--- Begin ---

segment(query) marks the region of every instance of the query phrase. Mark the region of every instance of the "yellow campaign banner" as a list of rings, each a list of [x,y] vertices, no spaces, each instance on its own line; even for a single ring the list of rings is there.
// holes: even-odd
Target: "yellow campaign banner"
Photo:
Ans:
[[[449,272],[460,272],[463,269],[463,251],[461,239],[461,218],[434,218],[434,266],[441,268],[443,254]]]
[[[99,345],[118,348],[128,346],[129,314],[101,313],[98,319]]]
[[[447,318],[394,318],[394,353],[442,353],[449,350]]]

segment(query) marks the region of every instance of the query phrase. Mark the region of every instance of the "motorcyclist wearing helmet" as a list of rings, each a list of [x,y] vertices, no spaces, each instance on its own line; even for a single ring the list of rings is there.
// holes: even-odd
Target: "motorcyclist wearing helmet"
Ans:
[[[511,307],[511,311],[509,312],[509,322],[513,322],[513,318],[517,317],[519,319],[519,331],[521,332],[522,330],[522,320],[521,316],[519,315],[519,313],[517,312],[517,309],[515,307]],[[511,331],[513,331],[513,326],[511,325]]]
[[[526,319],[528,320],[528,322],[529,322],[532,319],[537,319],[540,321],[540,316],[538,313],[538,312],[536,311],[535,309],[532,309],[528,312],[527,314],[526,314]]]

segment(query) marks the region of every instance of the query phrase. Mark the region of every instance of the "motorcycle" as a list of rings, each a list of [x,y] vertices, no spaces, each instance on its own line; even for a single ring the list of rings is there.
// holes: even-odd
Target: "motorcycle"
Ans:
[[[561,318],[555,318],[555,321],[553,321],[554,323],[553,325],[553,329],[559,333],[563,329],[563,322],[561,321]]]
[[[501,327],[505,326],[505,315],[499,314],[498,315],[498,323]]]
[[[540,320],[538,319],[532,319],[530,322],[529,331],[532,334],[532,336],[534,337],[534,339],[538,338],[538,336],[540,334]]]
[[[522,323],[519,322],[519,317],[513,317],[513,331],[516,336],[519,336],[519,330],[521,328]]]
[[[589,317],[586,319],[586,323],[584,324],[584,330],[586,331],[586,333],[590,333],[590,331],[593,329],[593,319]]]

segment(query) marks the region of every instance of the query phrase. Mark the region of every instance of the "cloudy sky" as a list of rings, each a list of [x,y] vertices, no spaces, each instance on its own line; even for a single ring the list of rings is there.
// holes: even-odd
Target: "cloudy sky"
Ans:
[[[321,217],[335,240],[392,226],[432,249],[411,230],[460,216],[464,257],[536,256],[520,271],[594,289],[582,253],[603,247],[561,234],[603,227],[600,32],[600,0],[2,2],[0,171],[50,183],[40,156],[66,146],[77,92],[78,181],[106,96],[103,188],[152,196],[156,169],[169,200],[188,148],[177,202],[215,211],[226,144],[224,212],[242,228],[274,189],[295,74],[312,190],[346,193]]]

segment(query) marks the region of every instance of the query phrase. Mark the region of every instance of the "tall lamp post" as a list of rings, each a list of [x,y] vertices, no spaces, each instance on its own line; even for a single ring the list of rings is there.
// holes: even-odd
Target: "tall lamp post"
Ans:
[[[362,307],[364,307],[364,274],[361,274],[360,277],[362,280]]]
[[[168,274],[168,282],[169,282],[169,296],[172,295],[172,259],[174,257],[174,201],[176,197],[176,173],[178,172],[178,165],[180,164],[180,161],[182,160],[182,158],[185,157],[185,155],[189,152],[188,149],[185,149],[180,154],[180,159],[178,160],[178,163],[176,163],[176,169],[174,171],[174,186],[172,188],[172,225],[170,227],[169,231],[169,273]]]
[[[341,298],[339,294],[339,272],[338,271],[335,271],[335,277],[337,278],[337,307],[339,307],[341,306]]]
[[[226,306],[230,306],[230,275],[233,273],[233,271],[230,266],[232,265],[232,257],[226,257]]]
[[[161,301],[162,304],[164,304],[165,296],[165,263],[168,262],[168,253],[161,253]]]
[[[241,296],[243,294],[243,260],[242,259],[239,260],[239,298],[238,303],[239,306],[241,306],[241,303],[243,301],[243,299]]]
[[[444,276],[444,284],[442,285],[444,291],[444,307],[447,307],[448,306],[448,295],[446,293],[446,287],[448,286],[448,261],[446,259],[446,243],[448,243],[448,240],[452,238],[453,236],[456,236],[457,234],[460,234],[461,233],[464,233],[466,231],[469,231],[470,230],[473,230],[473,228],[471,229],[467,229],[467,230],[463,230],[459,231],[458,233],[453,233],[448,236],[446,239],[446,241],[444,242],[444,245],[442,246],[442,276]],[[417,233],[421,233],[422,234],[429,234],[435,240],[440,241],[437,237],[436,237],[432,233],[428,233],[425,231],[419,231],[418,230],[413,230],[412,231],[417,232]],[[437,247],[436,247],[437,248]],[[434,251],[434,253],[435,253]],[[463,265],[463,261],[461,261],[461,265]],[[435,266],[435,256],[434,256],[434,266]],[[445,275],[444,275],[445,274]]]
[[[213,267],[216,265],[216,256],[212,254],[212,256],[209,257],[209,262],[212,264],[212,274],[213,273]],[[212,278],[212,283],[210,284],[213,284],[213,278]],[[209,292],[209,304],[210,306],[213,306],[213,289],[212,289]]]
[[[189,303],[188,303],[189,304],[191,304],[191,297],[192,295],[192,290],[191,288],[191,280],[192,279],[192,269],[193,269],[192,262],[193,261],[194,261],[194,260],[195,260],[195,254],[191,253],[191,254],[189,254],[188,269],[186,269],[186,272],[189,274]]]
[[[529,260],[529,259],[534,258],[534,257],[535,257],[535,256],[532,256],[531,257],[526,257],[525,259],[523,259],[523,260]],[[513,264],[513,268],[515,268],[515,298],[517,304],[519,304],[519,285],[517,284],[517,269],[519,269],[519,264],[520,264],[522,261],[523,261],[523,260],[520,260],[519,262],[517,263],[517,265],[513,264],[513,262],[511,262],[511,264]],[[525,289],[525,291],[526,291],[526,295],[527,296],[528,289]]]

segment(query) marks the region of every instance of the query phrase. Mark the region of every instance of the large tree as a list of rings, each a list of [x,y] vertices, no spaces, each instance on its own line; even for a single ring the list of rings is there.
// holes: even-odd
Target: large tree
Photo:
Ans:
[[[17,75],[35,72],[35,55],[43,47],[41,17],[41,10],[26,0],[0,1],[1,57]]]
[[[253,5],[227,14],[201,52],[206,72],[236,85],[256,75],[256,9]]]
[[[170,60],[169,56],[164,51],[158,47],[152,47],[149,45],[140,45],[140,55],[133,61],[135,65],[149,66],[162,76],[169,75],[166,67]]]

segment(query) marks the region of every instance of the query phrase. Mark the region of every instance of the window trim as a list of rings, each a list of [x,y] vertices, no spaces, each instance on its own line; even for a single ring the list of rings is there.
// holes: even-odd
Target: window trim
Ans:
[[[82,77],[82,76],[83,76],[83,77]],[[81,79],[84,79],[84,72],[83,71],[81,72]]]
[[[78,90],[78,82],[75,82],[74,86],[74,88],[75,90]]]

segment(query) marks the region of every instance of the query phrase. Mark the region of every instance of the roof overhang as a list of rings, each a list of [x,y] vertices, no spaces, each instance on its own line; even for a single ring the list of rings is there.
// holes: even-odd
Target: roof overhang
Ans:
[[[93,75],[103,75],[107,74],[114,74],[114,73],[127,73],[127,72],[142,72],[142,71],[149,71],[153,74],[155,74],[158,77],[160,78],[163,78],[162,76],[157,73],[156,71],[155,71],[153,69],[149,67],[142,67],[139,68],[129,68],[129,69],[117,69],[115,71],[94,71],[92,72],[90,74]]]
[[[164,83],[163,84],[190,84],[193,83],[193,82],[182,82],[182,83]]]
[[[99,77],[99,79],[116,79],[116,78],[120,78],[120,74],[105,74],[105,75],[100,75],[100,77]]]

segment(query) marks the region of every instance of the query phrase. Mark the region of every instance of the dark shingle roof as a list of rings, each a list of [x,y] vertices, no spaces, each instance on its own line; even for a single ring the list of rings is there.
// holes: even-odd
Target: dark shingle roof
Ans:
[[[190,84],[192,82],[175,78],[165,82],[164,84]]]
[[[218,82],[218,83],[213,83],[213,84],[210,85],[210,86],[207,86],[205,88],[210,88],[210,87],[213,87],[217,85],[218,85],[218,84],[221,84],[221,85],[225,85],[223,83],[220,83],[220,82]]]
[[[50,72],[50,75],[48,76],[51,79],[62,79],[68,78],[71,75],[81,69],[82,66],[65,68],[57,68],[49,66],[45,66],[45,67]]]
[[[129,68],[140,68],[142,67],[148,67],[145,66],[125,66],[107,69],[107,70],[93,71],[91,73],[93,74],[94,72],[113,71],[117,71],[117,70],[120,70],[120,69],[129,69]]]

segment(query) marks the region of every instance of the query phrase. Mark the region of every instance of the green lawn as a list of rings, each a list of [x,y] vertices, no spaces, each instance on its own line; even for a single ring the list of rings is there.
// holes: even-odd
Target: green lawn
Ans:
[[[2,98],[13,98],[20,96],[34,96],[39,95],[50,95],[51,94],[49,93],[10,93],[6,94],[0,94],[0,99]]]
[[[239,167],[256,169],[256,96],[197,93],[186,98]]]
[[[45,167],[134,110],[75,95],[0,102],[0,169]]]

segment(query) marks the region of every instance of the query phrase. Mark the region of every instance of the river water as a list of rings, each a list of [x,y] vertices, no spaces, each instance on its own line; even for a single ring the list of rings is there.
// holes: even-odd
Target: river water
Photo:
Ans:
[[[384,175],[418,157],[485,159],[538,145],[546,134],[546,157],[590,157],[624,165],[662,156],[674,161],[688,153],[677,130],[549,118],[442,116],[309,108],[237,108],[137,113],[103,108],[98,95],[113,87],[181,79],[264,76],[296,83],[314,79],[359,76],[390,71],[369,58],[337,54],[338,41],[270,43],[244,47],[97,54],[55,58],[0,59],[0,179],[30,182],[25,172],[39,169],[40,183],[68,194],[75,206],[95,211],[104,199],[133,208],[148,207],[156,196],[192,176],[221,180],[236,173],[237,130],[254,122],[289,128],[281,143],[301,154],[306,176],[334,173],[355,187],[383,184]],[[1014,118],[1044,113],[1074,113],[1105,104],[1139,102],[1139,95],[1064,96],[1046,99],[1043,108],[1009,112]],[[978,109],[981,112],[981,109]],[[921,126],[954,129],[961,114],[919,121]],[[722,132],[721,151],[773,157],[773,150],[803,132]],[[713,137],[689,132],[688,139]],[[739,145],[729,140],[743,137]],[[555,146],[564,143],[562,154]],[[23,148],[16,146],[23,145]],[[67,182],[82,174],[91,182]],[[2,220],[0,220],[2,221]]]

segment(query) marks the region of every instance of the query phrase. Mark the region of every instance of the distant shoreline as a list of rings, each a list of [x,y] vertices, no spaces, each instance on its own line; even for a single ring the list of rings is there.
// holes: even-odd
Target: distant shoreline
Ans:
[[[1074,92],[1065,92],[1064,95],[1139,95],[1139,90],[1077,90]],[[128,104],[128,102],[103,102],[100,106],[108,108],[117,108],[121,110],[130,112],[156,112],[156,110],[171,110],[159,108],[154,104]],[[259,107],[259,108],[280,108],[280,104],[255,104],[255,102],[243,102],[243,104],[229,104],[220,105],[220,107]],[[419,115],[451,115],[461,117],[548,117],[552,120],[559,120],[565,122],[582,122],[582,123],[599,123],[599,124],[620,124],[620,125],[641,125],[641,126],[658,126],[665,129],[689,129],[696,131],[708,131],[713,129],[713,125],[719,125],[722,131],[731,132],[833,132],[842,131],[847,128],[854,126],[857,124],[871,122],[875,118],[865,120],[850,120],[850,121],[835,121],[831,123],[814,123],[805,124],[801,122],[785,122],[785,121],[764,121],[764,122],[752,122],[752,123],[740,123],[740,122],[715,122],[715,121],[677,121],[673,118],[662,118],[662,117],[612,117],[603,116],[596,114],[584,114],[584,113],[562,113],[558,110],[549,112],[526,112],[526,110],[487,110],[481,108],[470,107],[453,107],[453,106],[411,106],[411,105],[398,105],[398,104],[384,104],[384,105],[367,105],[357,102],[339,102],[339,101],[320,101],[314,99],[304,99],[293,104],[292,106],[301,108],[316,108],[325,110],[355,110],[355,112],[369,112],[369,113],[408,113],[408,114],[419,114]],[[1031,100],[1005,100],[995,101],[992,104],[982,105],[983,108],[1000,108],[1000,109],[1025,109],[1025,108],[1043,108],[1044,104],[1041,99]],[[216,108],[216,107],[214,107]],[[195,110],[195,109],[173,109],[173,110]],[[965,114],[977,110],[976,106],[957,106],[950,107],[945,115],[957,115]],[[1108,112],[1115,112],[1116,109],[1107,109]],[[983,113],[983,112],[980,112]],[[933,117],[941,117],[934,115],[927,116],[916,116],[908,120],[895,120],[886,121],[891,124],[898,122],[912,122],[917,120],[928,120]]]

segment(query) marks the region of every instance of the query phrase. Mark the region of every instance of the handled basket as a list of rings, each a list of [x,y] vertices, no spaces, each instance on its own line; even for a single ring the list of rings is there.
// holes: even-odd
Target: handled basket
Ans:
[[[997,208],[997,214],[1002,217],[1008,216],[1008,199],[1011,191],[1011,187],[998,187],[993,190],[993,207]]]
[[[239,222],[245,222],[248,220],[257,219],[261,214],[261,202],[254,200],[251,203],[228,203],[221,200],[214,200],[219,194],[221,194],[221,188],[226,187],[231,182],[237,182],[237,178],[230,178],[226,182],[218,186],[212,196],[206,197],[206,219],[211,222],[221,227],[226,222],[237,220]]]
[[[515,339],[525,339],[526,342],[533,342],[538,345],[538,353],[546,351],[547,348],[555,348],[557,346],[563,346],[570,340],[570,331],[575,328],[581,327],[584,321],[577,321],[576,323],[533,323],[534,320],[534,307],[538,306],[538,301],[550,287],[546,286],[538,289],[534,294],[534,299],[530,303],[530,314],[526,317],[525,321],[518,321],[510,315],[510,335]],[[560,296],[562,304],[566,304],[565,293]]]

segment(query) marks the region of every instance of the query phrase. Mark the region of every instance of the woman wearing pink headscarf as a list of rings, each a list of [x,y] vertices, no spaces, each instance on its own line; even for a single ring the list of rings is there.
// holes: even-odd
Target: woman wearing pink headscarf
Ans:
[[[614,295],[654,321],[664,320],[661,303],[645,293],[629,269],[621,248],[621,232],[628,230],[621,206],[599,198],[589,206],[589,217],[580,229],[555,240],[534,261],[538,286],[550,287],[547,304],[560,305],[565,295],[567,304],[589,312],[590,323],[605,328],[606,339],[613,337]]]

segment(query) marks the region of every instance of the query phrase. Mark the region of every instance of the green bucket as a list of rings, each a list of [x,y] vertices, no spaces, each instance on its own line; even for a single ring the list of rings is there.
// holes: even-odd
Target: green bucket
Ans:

--- End ---

Work to do: Rewrite the stretch from the start of the items through the line containing "[[[447,318],[394,318],[394,353],[442,353],[449,350]]]", putting "yellow political banner" wherever "yellow campaign banner" appears and leaving everything else unchanged.

Exercise result:
segment(query) marks the region of every instance of the query phrase. Mark the region of every instance of the "yellow political banner" as a list of rings, each a list of [x,y] vertices, no spaces, each instance on its own line; even for a single ring the list of rings is there.
// holes: even-odd
Target: "yellow political banner"
Photo:
Ans:
[[[449,272],[460,272],[463,269],[463,251],[461,239],[461,218],[434,218],[434,266],[441,268],[443,254]]]
[[[99,345],[118,348],[128,346],[129,314],[101,313],[98,319]]]
[[[447,318],[394,318],[394,353],[442,353],[449,350]]]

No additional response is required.